* **What you are asked to do**:
Find the line with "pixel 488 277" and the line with "pixel 328 149" in the entries below; output exactly those two lines, every line between them, and no others.

* **Record set**:
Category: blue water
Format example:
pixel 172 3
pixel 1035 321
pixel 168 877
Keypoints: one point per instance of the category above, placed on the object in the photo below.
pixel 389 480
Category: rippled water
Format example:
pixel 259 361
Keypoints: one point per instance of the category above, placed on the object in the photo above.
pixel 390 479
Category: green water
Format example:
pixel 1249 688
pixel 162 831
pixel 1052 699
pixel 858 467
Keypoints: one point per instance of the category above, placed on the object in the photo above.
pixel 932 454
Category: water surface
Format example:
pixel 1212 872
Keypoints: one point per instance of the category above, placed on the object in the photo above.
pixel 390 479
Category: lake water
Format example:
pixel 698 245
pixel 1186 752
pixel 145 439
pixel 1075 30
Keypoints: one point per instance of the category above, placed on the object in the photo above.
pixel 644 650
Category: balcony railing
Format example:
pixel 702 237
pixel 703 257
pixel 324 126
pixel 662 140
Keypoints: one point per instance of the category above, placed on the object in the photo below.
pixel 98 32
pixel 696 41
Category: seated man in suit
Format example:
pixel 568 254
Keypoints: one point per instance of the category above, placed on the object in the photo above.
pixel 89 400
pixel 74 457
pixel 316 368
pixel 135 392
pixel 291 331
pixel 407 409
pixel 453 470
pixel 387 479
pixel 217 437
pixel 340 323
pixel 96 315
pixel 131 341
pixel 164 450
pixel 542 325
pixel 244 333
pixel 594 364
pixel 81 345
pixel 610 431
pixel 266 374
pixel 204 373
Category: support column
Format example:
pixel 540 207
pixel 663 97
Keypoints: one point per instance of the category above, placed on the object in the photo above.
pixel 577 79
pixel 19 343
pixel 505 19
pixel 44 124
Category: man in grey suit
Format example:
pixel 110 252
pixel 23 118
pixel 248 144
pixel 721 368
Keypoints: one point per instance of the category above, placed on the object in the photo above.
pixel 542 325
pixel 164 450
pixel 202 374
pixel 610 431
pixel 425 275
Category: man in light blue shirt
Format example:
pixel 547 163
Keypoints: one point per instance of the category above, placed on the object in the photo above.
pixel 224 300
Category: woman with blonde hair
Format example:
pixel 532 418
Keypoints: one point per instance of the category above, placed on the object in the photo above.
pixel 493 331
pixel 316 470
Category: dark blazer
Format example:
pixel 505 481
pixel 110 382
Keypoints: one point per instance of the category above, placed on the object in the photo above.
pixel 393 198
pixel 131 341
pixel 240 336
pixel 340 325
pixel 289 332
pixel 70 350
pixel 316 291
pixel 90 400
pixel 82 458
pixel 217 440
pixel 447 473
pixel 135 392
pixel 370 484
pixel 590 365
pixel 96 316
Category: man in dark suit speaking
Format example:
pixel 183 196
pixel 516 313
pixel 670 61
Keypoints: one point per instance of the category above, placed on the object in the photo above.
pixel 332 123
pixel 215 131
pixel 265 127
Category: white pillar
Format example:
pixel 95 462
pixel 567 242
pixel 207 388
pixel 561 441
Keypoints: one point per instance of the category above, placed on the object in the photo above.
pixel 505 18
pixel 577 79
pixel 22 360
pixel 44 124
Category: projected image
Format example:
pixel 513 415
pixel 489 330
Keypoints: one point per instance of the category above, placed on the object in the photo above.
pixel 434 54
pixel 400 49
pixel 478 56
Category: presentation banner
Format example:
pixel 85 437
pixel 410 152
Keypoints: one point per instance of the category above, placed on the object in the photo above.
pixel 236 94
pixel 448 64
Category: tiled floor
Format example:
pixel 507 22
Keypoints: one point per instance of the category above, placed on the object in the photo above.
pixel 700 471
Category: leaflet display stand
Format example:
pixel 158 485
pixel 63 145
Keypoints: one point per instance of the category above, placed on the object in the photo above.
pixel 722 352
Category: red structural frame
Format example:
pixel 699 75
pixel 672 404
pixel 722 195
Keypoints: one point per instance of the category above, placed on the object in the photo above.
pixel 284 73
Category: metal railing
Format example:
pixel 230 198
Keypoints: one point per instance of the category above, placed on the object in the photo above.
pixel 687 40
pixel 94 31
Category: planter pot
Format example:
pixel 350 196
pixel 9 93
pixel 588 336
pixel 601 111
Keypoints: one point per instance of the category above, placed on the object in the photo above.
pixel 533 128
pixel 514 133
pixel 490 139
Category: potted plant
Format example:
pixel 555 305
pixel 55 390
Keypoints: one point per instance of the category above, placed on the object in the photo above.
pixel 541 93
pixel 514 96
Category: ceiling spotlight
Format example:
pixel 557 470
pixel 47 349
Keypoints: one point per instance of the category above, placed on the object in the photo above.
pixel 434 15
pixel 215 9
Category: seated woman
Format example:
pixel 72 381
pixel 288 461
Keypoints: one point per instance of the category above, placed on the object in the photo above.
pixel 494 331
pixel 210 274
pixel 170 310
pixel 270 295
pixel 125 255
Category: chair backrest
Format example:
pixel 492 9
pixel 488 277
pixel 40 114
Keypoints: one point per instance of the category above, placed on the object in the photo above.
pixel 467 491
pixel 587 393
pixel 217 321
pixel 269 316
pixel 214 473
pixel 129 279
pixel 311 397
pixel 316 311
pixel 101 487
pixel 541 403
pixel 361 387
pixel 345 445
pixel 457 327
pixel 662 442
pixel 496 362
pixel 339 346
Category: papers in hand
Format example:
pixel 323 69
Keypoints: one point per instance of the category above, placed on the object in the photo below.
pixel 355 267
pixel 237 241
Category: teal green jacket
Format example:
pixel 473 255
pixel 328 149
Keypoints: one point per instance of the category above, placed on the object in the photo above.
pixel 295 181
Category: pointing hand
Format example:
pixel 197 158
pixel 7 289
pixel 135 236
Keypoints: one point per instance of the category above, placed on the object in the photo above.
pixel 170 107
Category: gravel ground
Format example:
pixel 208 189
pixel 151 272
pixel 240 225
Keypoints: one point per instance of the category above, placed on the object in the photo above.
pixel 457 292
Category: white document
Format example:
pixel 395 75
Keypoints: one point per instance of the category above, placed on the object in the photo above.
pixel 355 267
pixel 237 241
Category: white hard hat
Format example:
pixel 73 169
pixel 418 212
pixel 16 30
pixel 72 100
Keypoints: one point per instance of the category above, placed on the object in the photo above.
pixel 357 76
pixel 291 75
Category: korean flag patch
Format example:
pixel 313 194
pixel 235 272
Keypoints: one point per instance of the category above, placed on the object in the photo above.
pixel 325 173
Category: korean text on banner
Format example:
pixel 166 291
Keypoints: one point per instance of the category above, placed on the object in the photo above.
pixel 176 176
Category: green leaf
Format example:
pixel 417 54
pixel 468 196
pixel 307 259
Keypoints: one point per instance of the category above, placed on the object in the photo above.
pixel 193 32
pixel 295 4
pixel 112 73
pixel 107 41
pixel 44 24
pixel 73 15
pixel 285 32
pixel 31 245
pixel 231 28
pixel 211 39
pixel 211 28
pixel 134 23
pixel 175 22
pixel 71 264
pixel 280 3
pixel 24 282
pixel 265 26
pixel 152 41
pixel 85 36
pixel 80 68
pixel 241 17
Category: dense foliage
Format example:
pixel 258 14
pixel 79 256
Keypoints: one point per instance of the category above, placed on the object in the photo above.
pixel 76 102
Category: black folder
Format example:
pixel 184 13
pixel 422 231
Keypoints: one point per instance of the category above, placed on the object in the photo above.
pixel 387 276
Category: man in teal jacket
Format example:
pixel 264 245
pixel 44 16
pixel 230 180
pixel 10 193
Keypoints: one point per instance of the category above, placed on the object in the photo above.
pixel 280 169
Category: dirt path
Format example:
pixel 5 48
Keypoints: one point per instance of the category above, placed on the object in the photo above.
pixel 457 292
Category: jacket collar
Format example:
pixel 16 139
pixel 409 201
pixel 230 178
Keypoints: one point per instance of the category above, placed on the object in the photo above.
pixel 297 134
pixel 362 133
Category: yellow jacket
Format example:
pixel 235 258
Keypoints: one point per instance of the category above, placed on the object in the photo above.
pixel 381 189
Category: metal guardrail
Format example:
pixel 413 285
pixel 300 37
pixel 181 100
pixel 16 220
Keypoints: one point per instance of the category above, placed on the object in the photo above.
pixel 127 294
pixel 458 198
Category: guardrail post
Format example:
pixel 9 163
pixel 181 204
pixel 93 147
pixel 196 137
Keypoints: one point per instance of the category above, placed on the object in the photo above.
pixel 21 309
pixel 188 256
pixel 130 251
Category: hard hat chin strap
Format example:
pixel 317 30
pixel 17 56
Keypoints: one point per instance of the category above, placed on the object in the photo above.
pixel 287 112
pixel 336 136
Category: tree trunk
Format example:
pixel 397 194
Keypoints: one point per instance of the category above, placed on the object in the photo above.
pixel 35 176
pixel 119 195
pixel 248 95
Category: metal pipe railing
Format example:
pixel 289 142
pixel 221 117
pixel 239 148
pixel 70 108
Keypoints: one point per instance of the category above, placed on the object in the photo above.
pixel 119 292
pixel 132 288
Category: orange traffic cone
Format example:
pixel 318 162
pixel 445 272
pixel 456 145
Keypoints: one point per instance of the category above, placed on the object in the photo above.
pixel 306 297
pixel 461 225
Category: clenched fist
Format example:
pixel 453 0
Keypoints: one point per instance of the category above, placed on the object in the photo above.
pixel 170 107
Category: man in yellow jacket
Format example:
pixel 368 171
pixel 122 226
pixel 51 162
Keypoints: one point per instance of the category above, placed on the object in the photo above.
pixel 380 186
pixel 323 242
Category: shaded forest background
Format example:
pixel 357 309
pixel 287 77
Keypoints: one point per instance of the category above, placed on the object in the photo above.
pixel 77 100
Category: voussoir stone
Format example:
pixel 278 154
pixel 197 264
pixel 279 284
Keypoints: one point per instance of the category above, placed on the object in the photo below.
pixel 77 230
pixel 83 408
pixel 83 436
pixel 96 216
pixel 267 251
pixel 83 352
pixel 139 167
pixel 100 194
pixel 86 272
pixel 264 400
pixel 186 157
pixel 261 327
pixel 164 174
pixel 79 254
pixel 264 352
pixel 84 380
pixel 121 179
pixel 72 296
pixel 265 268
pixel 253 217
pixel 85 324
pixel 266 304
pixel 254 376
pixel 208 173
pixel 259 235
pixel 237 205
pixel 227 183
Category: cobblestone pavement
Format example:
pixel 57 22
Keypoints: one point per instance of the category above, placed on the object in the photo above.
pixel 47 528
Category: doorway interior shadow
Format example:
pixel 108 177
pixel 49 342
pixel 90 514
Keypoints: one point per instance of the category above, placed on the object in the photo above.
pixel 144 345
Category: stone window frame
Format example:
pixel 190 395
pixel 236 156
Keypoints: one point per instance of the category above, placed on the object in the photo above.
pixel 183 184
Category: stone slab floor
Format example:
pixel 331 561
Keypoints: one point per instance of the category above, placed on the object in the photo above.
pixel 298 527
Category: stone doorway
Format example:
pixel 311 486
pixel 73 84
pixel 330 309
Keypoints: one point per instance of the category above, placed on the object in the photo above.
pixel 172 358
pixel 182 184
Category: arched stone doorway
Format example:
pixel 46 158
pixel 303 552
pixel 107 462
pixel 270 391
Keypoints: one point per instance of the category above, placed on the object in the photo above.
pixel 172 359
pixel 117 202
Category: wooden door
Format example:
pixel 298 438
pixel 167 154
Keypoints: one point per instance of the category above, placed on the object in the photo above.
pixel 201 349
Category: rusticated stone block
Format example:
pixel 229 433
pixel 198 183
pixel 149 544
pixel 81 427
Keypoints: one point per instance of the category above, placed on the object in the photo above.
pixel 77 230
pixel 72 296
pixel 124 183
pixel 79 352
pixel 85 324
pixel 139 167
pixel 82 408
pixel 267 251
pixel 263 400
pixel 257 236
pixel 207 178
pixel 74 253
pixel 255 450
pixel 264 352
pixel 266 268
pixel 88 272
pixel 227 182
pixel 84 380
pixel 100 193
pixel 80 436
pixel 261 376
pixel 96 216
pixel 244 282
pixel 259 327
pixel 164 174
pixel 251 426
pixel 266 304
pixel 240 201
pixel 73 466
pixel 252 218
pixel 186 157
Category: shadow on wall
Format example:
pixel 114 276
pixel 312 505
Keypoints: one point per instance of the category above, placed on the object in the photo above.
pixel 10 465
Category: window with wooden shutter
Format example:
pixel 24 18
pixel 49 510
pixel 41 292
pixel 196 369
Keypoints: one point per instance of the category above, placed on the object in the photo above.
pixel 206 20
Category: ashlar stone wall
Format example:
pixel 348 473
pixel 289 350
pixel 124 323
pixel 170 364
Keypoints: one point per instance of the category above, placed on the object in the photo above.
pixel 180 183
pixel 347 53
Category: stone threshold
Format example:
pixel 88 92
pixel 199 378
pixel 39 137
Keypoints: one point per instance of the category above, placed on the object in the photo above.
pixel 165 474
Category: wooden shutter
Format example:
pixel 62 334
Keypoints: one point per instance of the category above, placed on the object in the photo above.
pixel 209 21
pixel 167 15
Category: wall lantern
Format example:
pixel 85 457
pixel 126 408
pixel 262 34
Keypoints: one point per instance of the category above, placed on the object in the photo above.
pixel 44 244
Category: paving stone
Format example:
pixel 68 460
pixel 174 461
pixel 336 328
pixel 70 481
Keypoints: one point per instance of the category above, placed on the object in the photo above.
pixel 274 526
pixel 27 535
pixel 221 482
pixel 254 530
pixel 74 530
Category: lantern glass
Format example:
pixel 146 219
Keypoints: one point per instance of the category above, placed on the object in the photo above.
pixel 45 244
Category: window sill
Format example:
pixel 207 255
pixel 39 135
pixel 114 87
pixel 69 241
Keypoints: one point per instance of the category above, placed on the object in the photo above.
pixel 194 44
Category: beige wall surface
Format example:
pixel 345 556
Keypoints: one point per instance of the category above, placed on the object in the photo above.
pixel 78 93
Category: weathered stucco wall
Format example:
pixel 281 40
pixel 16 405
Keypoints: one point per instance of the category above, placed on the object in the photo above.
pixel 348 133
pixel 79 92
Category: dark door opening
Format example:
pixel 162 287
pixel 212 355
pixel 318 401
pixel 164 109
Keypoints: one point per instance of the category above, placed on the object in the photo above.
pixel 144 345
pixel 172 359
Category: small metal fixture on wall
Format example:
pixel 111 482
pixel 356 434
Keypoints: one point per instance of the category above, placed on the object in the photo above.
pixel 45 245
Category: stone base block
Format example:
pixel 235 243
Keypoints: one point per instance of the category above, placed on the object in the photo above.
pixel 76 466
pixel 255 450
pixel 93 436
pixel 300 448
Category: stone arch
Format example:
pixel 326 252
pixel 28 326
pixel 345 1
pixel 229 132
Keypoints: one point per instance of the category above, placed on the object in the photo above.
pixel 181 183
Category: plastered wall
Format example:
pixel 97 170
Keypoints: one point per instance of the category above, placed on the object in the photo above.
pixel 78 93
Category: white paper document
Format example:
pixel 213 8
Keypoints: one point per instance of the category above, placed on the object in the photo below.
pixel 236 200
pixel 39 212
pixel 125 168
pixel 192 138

* **Task output**:
pixel 488 277
pixel 40 114
Keypoints: one point per instance of the category above, placed on the object in the photo above.
pixel 467 491
pixel 587 393
pixel 217 321
pixel 269 316
pixel 214 473
pixel 129 279
pixel 311 397
pixel 316 311
pixel 101 487
pixel 541 403
pixel 361 387
pixel 345 445
pixel 457 327
pixel 662 442
pixel 496 362
pixel 339 346
Category: papers in hand
Format example:
pixel 323 69
Keypoints: one point per instance of the category above, placed on the object in the photo below.
pixel 355 267
pixel 237 241
Category: teal green jacket
Format example:
pixel 473 255
pixel 328 149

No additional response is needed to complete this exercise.